#### Brief 1
According to the game review, in what year was Katamari Damacy released?

>> begin Reading text

As you control both the front and back end of BOY, it is your job to stretch yourself out as far as possible, walking in opposite directions to do so, eating, and then pooping out unscathed, the inhabitants of the world to grow bigger as you deem necessary. Occasionally, one of the inhabitants will ride on your back. Welcome to the world of Noby Noby Boy.

Let’s start again, this time with a bit of chronology. Noby Noby Boy is the latest game to escape the mind of Keita Takahashi, a game designer at Namco who professes not to play games, but instead become inspired by trailers and footage from games. He is constantly threatening to leave the world of game development to begin a career in designing playgrounds for children, but ever since he designed and released Katamari Damacy in 2004, has not done so. From such an eccentric person, we could only ever expect to play games as unique and quirky as Katamari Damacy.
Quirky would also be a good descriptor for Noby Noby Boy, a game with no real aim other than to stretch out your worm-like body and grow larger by eating anything and everything you can find in the world. You can easily amuse yourself in this world as you discover that certain objects that you eat can be combined within your stomach, and pooped out as an amalgamation of two different entities.
To this end, you can create fish-spacemen, cow-people, and radish-men. While these combinations are indeed a little weird, they somehow fit seamlessly into the world of rogue tractors and anthropomorphic moons.

>> end Reading text

#### Brief 2
Which lines in the records below contain the string "horse"? Copy each of those lines, and treat uppercase and lowercase as different.

>> begin Extracted entries

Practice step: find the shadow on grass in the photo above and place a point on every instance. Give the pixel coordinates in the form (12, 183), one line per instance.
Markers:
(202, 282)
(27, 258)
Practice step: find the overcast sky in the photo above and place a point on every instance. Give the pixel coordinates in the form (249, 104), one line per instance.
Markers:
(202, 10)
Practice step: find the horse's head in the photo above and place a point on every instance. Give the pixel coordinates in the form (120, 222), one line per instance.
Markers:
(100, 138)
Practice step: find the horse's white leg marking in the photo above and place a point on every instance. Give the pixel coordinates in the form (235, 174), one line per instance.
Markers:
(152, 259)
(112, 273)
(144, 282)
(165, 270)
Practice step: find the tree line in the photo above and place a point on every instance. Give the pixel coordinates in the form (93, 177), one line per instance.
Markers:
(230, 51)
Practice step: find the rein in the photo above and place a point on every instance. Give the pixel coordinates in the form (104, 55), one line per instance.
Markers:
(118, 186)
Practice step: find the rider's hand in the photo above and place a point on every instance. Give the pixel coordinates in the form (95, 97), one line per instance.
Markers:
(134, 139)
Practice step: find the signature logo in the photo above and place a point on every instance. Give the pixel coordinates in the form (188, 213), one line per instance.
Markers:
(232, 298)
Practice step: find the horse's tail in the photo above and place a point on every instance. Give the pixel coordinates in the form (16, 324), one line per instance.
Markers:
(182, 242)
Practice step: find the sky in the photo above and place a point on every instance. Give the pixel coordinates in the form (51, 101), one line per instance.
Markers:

>> end Extracted entries
>> begin Extracted entries

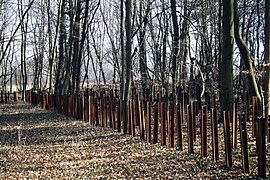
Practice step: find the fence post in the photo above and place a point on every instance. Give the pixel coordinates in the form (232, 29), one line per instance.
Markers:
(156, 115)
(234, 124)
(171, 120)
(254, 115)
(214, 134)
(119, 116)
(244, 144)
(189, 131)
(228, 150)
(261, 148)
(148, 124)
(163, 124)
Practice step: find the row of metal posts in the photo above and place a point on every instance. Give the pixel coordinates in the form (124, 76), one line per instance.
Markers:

>> end Extracted entries

#### Exercise solution 1
2004

#### Exercise solution 2
Practice step: find the horse's head in the photo above and place a point on every instance. Give the pixel coordinates in the form (120, 222), one line per instance.
Practice step: find the horse's white leg marking in the photo above and place a point on every instance. Give the pixel coordinates in the form (235, 174), one line per instance.
Practice step: find the horse's tail in the photo above and place a point on every instance. Give the pixel coordinates in the form (16, 324), one line per instance.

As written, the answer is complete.